Dataset rows on where objects appear
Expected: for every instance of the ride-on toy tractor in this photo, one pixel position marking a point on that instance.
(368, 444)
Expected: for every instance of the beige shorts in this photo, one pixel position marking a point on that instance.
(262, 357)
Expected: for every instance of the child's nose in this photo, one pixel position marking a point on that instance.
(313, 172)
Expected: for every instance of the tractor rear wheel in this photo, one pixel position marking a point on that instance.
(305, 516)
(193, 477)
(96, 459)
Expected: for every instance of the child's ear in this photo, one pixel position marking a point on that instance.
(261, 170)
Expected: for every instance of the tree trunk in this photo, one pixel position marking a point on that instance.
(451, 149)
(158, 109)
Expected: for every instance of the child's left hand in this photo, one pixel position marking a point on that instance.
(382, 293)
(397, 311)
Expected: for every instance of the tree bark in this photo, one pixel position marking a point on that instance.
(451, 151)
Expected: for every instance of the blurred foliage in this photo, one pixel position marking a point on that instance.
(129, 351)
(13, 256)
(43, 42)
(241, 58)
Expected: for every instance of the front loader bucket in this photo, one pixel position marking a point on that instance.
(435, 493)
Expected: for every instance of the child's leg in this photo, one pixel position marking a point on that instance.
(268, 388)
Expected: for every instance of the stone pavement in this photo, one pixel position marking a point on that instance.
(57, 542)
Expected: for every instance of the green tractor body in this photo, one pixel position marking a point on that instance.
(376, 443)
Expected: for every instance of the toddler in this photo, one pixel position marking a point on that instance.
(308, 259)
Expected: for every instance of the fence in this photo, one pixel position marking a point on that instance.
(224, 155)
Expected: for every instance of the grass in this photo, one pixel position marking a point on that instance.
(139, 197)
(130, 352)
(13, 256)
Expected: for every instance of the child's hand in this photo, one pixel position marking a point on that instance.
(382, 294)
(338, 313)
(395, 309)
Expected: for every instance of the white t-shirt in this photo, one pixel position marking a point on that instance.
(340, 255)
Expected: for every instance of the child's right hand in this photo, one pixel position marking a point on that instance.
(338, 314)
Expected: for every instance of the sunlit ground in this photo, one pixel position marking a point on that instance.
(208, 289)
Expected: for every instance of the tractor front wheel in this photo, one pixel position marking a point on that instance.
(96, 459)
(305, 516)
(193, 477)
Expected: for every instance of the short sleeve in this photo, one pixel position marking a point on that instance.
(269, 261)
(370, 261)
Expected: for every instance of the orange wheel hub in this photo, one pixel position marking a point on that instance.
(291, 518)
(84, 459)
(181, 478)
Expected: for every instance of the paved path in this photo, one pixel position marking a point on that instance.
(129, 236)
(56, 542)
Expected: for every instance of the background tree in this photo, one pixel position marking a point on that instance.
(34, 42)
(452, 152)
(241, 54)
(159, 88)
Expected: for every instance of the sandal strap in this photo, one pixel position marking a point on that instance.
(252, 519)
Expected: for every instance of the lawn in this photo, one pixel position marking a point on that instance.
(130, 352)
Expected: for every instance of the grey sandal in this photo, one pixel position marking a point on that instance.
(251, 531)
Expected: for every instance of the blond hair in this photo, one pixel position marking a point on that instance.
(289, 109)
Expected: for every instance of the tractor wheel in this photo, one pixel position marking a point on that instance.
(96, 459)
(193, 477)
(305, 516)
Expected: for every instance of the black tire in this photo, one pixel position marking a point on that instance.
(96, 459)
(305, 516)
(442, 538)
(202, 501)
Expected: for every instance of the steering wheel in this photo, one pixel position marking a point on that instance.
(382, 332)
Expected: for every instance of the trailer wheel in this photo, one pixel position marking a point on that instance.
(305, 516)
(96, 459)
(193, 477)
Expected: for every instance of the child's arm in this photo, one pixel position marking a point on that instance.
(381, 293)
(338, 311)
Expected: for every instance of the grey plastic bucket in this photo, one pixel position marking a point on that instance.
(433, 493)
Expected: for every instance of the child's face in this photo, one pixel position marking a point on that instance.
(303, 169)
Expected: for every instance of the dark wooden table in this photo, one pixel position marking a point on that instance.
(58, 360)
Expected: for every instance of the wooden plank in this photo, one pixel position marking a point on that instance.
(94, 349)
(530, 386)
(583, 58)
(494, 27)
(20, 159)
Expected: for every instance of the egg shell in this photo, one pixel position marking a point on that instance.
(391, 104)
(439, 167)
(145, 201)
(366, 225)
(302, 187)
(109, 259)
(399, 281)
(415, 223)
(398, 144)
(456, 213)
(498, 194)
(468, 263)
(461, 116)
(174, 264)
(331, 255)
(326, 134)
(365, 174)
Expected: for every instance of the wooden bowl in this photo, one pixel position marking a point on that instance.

Direction :: Restate the records, all of them, precisely as written.

Written response ::
Expected: for every instance of the ride-on toy tractor in this photo, one pixel position marking a point on that instance.
(368, 444)
Expected: for every instance of the beige shorts in this photo, one pixel position marking a point on that instance.
(262, 357)
Expected: for every instance of the child's nose in this photo, one pixel position marking a point on that instance.
(313, 172)
Expected: for every instance of the tractor rear wheel in this photo, one pixel position marking a point on that instance.
(305, 516)
(193, 477)
(96, 459)
Expected: for every instance of the child's ear in this photo, one pixel position marking a point on that instance.
(261, 170)
Expected: for every instance of the tree trunk in this photo, one pixel position marking a point on that instance.
(451, 149)
(158, 109)
Expected: for every instance of the child's left hand in this photo, one pixel position marking a point on that instance.
(382, 293)
(397, 311)
Expected: for every instance of the tree bark in this photo, one pixel position marking a point on that instance.
(451, 151)
Expected: for every instance of the blurred foliage in this photo, one pixel position marking a point on that instance.
(129, 351)
(13, 256)
(43, 42)
(241, 58)
Expected: for every instance of the front loader bucket in this photo, one pixel position marking a point on that instance.
(435, 493)
Expected: for every instance of the child's leg in this photo, one pixel position marking a point on that instance.
(268, 388)
Expected: for every instance of the stone pavement in this photo, one pixel position marking a point on that instance.
(57, 542)
Expected: for every instance of the green tractor body in this photo, one pixel position marking a point on that instance.
(376, 443)
Expected: for every instance of the toddler in this photo, one pixel position marking a point on that instance.
(308, 259)
Expected: for every instance of the fence in this photo, one pixel position marking a point on that instance.
(224, 155)
Expected: for every instance of the grass in this photo, one pixel position marking a point on that instance.
(139, 197)
(130, 352)
(13, 256)
Expected: for every instance of the child's hand in this photo, one pixel position marking a point on that instance.
(382, 294)
(338, 313)
(395, 309)
Expected: for every instance of the white t-shirt in this photo, one pixel position marking a point on that instance.
(340, 255)
Expected: for every instance of the child's right hand in this photo, one pixel position marking a point on that instance.
(338, 314)
Expected: for every instance of the sunlit ground in this photo, one pixel position marking a point on that instance.
(208, 289)
Expected: for every instance of the tractor front wheel in this photo, one pixel position marking a point on that instance.
(96, 459)
(305, 516)
(193, 477)
Expected: for every instance of the short sleeve in this photo, one pixel position marking a point on that instance.
(269, 261)
(370, 261)
Expected: for every instance of the orange wheel hub in this photo, one pixel position marking a point on that instance.
(291, 518)
(84, 459)
(181, 478)
Expected: for every instance of the paved path in this photo, one pixel position marking a point on that instance.
(129, 236)
(56, 542)
Expected: for every instance of the background tree in this photo, one pixel position marking a point on that instance.
(34, 42)
(452, 152)
(241, 54)
(159, 88)
Expected: for every instance of the sandal strap in this photo, one pixel position marking a point on that instance.
(252, 519)
Expected: for every instance of the lawn in this photo, one pixel position marking a point on that instance.
(130, 352)
Expected: for every instance of the grey sandal in this photo, one pixel position marking a point on that instance.
(251, 531)
Expected: for every instance of the blond hair in this photo, one pixel position marking a point on that instance.
(289, 109)
Expected: for every instance of the tractor wheel in this photo, one pixel position marking a point on that instance.
(96, 459)
(193, 477)
(305, 516)
Expected: for every instance of the black tire in this photo, one pixel position marking a point on that instance.
(96, 459)
(305, 516)
(442, 538)
(202, 501)
Expected: for every instance of the steering wheel in this photo, one pixel position marking a point on that instance.
(382, 332)
Expected: for every instance of the trailer wheel in this photo, one pixel position marking a point on that instance.
(305, 516)
(96, 459)
(193, 477)
Expected: for every instance of the child's arm in this photo, one pixel position marking a point on that instance.
(381, 293)
(338, 311)
Expected: for every instance of the grey plastic bucket in this photo, one pixel position marking a point on that instance.
(433, 493)
Expected: for every instance of the child's face in this photo, one pixel position marking a point on that instance.
(303, 169)
Expected: for every instance of the dark wooden table in this photo, one pixel position marking a point on that instance.
(58, 360)
Expected: for every instance of the wooden plank in this photo, one pixel position marking a point on that instance.
(94, 349)
(530, 386)
(583, 58)
(494, 27)
(20, 159)
Expected: for every instance of the egg shell in this photo, one pixel position marking a point on that instance.
(391, 104)
(439, 167)
(145, 201)
(366, 225)
(302, 187)
(109, 259)
(399, 281)
(415, 223)
(398, 144)
(456, 213)
(498, 194)
(468, 263)
(461, 116)
(174, 264)
(331, 255)
(326, 134)
(365, 174)
Expected: for every instance of the wooden bowl in this photo, one pixel position marking a point on that instance.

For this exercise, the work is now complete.